_THE PROBLEM_:
Return, character for character, the part of the Public Enemies passage that opens with the words containing "To read the" and closes with "time- my apologies.".

_PASSAGE SHOWN_:

By Matt Zoller Seitz
"The only thing important is where somebody's going." That bit of existential wisdom comes from none other than John Dillinger (Johnny Depp), the soft-spoken, bank-jacking antihero of Public Enemies, Michael Mann's latest epic about unhappy tough guys doing what they do best. It's offered by way of flirtation, as part of Dillinger's out-of-nowhere and all-out attempt to impress a gorgeous hat-check girl named Billie Frechette (Marion Cotillard) -- a pitch of woo so intense, and so divorced from what Billie considers realistic feeling, that it both unsettles and amuses her. "I'm catching up, meeting someone like you," he tells her. "Boy, you're in a hurry," she deadpans. "If you were looking at what I'm looking at," Public Enemy Number One informs her, "you'd be in a hurry, too."
On first viewing, I was inclined to call Public Enemies minor Mann, a characterization meant not as a putdown, but a simple summary. As anyone who's read me before well knows, I'm a student of the poetic-bombastic filmmaker, whose worst films are more visually arresting and artistically committed than almost any recent Oscar winner I can recall. His films often play like Samuel Fuller by way of Michelangelo Antonioni -- violent tone poems exploring the angst of machismo and the impossibility of deep and lasting connection by way of dreamy montage, hypnotic music and disorienting, off-center compositions. I'm hugely impressed by Mann's formal restlessness, his thematic consistency and his willingness to change up his game over time (moving from the Stanley Kubrick-level anal retentiveness of his work prior to 1999's The Insider to a more visually and dramatically loose aesthetic, much of it stemming from his recent conversion to high-definition video and mostly handheld camerawork).
To read the rest of the article, visit IFC.com, where the author -- a Brooklyn-based filmmaker and the founder of The House Next Door -- is the guest critic for the month of July.
5 comments:
This is take two, after blogger lost my first post...less pith and focus this time- my apologies.
Saw the film tonight. Wow. So much to confront. Thematically, I'm not sure I know what to make of it. But that's hardly the pressing matter for me.

_GIVEN MATERIAL_:
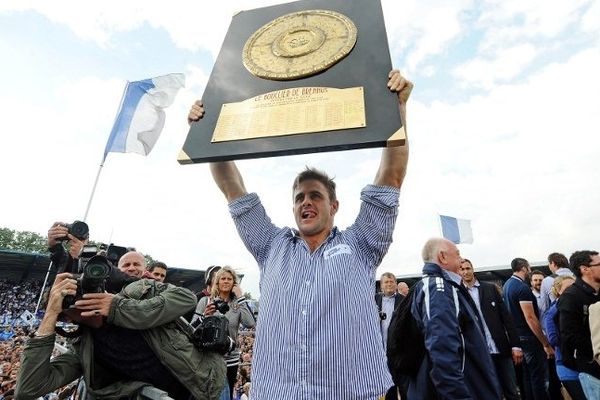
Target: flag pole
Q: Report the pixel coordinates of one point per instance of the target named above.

_RESULT_:
To read the rest of the article, visit IFC.com, where the author -- a Brooklyn-based filmmaker and the founder of The House Next Door -- is the guest critic for the month of July.
5 comments:
This is take two, after blogger lost my first post...less pith and focus this time- my apologies.